** SOURCE PASSAGE follows **

One click is too far to go for risk information, according to a series of warning letters the FDA sent to drug manufacturers last Friday. The fourteen letters pointed out violations in online search engine ads for over 45 drugs made by some of the nation’s biggest drug manufacturers, including Glaxo-Smith-Kline, Merck, Eli Lilly, and Pfizer.
The FDA warning letters are consistent with the Pew Prescription Project’s request for the agency to articulate the rules regulating online advertising, which was made in a series of citizen petitions filed with the FDA last December. While three petitions dealt with online ads promoting three medical devices, a fourth petition urged FDA to take a strong public position advising all drug and device manufacturers on how close risk information and side effects, called “disclosures,” must appear to an internet ad.
Marking a significant shift in current industry standards, the FDA rejected the 'one-click’ rule of thumb currently used by manufacturers, which often puts access to the product websites and full risk information one click away from these sponsored links. Though the FDA requires all prescription drug ads to include “disclosures,” a list of side effects, risk information, and indications for a drug, the ‘one-click’ standard has allowed drug companies to post YouTube videos and short ads such as ones that appear during a Google search without these disclosures, but with a link to the company website where the disclosures are posted. In its petitions, the Prescription Project argued that internet ads that failed to provide these disclosure direcly should be considered illegal by FDA.
FDA repeated consistently to all these manufacturers that merely providing a link to the drug's website "is insufficient to mitigate the misleading omission of risk information from these promotional materials." The letters ask that the companies remove the ads in violation and respond to the agency by April 9.
And in another good move for consumers swamped by DTC ads in every media, the FDA also advised these fourteen drugmakers to broadly review all their internet promotions for other drugs to ensure compliance with the advertising regulations, a move urged by the Project’s petition, as well.

** End of SOURCE PASSAGE **
** DATA TO EXAMINE follows **

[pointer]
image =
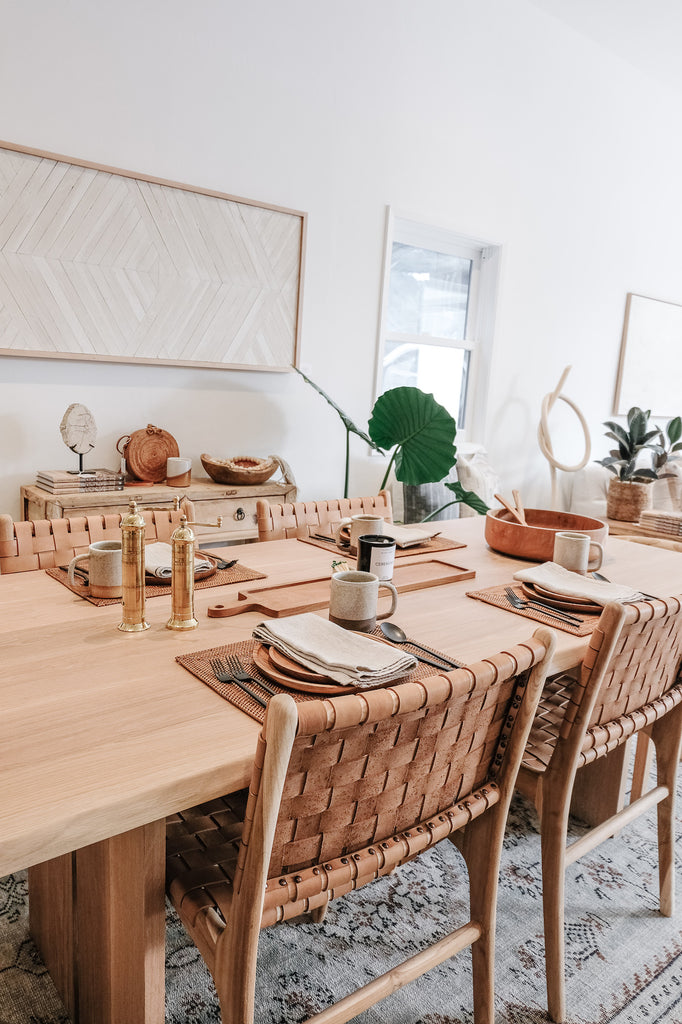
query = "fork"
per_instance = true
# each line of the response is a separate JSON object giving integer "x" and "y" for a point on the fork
{"x": 240, "y": 673}
{"x": 519, "y": 602}
{"x": 225, "y": 677}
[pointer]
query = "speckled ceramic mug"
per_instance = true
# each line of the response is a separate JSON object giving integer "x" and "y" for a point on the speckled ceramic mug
{"x": 353, "y": 599}
{"x": 104, "y": 568}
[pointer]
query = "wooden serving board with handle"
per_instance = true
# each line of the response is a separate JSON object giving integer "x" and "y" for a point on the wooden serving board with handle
{"x": 308, "y": 595}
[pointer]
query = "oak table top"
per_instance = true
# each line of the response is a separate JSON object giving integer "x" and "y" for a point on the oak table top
{"x": 103, "y": 731}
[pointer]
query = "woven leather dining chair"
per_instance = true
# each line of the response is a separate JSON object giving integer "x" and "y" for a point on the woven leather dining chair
{"x": 345, "y": 790}
{"x": 43, "y": 544}
{"x": 629, "y": 683}
{"x": 278, "y": 521}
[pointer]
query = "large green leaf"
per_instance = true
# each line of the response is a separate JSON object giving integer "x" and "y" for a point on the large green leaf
{"x": 421, "y": 428}
{"x": 462, "y": 497}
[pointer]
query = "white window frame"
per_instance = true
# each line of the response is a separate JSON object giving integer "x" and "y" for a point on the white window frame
{"x": 485, "y": 258}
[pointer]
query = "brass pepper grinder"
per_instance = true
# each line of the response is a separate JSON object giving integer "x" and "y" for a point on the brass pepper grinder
{"x": 182, "y": 574}
{"x": 132, "y": 543}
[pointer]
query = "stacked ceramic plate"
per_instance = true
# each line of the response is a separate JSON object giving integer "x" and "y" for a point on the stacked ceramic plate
{"x": 581, "y": 604}
{"x": 283, "y": 669}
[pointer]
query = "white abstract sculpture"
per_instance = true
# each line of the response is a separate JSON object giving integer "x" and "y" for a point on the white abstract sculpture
{"x": 545, "y": 440}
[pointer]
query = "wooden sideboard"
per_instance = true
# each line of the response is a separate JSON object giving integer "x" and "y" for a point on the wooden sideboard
{"x": 237, "y": 505}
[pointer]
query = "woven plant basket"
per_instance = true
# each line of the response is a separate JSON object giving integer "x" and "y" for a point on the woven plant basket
{"x": 626, "y": 501}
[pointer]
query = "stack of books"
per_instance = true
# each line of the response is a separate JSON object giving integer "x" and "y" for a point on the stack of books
{"x": 60, "y": 482}
{"x": 666, "y": 523}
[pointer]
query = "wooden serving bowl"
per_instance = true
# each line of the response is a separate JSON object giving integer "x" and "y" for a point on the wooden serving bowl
{"x": 536, "y": 542}
{"x": 241, "y": 469}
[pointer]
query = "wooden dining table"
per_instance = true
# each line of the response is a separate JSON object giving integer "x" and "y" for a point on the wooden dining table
{"x": 104, "y": 734}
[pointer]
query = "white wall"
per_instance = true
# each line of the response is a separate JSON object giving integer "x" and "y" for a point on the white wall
{"x": 491, "y": 119}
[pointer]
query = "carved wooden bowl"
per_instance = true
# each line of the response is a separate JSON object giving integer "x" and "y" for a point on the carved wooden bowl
{"x": 241, "y": 469}
{"x": 536, "y": 542}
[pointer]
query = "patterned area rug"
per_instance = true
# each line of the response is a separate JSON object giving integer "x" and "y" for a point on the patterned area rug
{"x": 624, "y": 961}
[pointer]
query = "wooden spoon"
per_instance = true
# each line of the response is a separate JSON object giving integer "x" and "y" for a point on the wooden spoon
{"x": 519, "y": 506}
{"x": 510, "y": 509}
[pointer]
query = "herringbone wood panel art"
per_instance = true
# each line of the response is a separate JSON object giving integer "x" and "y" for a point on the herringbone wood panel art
{"x": 98, "y": 264}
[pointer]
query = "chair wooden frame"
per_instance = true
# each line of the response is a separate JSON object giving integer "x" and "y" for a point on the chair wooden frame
{"x": 44, "y": 544}
{"x": 278, "y": 521}
{"x": 345, "y": 790}
{"x": 628, "y": 685}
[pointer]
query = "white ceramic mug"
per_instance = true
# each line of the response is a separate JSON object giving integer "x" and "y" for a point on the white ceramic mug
{"x": 573, "y": 551}
{"x": 178, "y": 471}
{"x": 353, "y": 600}
{"x": 359, "y": 524}
{"x": 104, "y": 568}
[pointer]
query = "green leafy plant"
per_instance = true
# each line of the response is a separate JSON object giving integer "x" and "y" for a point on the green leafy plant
{"x": 631, "y": 441}
{"x": 420, "y": 432}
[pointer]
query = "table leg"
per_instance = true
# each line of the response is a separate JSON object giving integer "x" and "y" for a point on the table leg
{"x": 51, "y": 923}
{"x": 599, "y": 787}
{"x": 114, "y": 938}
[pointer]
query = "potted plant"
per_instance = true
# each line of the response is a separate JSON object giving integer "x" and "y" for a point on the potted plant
{"x": 421, "y": 433}
{"x": 630, "y": 491}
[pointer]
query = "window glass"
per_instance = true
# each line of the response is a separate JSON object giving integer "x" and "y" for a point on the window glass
{"x": 428, "y": 293}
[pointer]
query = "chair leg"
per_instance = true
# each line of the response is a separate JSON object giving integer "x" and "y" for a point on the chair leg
{"x": 477, "y": 844}
{"x": 667, "y": 738}
{"x": 553, "y": 840}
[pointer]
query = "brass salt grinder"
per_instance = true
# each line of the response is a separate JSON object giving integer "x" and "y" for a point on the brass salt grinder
{"x": 132, "y": 545}
{"x": 182, "y": 574}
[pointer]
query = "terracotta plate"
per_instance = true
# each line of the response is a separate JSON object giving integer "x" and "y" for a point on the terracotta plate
{"x": 564, "y": 603}
{"x": 199, "y": 573}
{"x": 328, "y": 688}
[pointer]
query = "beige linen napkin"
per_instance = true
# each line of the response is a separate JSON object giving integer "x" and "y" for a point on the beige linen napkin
{"x": 566, "y": 584}
{"x": 159, "y": 559}
{"x": 325, "y": 647}
{"x": 406, "y": 537}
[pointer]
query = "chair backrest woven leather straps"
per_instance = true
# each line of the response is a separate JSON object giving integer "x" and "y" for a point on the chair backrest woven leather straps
{"x": 278, "y": 521}
{"x": 627, "y": 676}
{"x": 46, "y": 543}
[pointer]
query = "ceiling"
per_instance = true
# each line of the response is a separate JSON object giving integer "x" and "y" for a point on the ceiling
{"x": 645, "y": 33}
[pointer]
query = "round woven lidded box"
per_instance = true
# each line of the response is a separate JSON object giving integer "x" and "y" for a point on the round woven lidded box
{"x": 146, "y": 452}
{"x": 240, "y": 469}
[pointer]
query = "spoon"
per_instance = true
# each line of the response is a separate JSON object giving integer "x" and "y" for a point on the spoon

** End of DATA TO EXAMINE **

**REQUIRED TASKS:**
a. List the drug manufacturers named in the article on the FDA warning letters.
b. Translate this sentence from the article on the FDA warning letters into Spanish: "The letters ask that the companies remove the ads in violation and respond to the agency by April 9."
c. According to the article on the FDA warning letters, how many drugs did the violations in online search engine ads cover?

**ANSWERS BY ITEM NUMBER:**
a. Glaxo-Smith-Kline, Merck, Eli Lilly, Pfizer

b. Las cartas piden que las compañías retiren los anuncios que infringen las normas y respondan a la agencia antes del 9 de abril.

c. Over 45 drugs.